Point annotation dataset records:
☆ ☆ ☆ ☆ ☆

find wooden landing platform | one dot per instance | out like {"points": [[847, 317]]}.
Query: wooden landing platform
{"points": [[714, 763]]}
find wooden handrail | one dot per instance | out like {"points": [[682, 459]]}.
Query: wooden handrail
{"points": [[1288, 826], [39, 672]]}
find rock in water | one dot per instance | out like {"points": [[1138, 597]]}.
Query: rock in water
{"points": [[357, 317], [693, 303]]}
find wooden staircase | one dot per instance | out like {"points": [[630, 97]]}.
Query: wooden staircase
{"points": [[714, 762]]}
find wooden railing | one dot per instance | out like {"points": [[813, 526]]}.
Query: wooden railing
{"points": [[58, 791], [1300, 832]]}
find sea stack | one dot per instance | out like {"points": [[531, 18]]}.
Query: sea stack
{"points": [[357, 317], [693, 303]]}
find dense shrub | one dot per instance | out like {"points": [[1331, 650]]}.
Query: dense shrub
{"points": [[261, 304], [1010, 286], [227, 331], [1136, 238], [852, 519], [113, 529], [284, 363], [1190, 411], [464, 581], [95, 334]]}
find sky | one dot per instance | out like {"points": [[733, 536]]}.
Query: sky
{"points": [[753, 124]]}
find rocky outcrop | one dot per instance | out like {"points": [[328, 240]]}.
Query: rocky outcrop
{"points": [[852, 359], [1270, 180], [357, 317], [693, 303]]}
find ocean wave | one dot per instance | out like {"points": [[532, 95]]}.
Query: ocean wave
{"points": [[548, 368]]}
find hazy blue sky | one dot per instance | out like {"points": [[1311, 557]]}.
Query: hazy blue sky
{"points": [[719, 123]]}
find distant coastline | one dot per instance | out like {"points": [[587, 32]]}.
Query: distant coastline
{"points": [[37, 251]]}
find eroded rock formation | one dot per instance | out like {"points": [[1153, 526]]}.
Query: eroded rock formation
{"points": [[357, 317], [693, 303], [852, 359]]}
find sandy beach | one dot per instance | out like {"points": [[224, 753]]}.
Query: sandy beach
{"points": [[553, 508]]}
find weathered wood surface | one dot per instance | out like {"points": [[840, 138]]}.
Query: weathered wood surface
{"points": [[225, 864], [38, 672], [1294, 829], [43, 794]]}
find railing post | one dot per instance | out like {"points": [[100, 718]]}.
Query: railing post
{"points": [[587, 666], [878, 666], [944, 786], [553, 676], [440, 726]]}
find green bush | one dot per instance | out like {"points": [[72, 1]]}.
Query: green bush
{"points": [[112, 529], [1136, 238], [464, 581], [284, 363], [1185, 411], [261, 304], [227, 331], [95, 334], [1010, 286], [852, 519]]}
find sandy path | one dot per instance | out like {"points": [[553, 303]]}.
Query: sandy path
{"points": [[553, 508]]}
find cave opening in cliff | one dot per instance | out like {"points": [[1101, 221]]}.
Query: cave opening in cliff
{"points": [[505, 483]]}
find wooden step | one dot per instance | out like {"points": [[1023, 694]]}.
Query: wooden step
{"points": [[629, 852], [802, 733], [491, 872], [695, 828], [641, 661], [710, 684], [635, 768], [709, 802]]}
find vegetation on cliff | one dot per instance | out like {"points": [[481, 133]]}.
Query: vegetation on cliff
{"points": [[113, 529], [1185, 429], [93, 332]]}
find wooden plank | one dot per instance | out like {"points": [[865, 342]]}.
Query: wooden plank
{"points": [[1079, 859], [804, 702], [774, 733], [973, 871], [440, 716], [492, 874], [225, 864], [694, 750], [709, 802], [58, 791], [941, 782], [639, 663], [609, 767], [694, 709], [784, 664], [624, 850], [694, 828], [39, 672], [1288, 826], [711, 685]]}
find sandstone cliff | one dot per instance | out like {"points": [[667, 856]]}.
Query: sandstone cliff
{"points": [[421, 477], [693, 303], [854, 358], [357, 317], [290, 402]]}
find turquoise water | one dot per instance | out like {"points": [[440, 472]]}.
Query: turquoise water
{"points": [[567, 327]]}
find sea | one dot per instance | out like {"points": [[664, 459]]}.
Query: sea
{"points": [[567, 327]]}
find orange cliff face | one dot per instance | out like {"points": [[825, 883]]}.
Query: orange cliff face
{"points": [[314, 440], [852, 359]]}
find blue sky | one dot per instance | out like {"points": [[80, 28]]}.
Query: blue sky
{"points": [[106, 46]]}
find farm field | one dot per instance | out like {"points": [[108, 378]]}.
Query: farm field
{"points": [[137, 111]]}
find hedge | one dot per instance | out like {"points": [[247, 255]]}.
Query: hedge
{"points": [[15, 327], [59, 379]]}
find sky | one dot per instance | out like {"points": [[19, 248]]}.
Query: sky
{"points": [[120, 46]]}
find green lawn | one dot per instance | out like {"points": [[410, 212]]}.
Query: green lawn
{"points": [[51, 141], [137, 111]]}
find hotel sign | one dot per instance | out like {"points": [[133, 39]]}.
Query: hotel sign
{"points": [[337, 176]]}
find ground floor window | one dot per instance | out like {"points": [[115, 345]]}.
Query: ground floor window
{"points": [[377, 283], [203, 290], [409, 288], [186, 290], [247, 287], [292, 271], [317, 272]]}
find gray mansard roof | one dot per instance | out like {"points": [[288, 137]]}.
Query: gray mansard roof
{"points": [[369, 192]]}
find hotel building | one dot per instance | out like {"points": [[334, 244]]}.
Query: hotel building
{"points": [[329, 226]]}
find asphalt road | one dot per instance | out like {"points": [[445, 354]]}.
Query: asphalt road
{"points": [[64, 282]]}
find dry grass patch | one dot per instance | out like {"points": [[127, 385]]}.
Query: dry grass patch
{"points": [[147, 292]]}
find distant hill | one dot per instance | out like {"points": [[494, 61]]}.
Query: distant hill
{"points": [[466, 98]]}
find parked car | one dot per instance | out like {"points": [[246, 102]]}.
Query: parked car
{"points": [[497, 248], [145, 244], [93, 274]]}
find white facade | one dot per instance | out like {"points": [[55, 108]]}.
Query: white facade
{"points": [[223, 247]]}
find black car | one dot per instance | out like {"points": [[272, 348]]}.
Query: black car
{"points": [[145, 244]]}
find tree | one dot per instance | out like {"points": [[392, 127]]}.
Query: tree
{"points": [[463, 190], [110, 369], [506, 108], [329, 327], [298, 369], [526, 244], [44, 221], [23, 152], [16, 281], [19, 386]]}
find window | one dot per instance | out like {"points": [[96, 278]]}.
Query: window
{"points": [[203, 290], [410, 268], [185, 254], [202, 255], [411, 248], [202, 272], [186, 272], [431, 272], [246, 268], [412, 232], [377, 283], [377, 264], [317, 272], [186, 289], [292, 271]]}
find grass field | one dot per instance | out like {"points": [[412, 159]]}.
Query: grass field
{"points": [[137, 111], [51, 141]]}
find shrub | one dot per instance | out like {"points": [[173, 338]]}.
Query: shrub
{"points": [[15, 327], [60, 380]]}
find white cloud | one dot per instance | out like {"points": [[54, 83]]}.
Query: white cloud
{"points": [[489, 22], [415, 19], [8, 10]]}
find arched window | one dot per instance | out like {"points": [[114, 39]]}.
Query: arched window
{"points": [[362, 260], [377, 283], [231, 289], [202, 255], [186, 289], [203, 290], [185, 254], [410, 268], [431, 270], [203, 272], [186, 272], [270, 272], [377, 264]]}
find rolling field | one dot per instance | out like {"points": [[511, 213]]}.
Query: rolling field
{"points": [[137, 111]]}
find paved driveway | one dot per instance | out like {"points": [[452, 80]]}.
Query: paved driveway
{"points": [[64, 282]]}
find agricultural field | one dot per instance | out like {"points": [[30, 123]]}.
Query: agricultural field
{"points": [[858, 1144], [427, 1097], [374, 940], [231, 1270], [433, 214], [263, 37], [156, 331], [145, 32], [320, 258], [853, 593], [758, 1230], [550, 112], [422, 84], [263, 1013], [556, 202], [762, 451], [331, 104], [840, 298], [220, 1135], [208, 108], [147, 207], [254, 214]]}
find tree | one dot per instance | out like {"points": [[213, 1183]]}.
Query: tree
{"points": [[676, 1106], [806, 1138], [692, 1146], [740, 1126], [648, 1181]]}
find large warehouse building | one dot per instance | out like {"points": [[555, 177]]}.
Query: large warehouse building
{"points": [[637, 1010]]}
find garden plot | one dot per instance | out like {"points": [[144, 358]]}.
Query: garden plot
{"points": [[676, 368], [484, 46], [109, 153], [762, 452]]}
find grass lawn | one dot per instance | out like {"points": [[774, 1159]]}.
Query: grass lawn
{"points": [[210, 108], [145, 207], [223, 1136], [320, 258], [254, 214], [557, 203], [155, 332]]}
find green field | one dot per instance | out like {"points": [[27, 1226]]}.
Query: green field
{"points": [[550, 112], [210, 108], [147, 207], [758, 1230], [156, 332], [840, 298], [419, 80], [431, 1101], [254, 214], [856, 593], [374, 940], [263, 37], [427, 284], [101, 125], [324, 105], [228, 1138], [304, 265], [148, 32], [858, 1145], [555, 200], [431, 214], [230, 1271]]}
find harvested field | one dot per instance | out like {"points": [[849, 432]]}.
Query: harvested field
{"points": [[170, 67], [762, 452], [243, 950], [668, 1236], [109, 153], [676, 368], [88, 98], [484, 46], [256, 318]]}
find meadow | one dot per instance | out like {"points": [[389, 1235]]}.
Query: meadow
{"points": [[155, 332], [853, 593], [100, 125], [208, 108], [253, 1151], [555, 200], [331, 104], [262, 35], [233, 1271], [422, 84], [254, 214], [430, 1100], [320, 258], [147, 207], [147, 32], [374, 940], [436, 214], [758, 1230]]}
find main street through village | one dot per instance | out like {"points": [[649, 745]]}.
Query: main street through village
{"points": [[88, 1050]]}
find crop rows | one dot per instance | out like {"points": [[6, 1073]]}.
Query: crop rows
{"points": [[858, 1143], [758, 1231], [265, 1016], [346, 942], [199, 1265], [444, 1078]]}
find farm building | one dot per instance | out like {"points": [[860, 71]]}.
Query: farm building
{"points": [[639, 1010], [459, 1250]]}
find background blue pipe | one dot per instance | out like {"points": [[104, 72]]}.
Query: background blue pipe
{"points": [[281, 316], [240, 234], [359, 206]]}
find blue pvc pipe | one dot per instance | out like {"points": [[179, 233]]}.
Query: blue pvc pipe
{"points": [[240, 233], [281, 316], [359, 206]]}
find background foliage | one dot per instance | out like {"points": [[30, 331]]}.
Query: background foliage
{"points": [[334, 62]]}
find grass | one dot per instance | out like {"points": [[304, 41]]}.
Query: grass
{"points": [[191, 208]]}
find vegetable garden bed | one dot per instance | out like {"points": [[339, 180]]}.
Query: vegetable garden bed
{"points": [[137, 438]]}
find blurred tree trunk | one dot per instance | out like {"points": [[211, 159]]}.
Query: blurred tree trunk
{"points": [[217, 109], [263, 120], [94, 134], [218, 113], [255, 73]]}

☆ ☆ ☆ ☆ ☆

WORK REQUIRED: Convert the lines of the listing above, starting at the line that contains "find blurred tree" and ending at the end of the listing, into a JSON list of strings with one string per line and blank lines omitted.

REPLY TO THE EXERCISE:
[
  "find blurred tree trunk | one dot per instance | out like {\"points\": [[211, 159]]}.",
  "Query: blurred tree trunk",
  "{\"points\": [[217, 109], [263, 120], [94, 134], [218, 113], [255, 73]]}"
]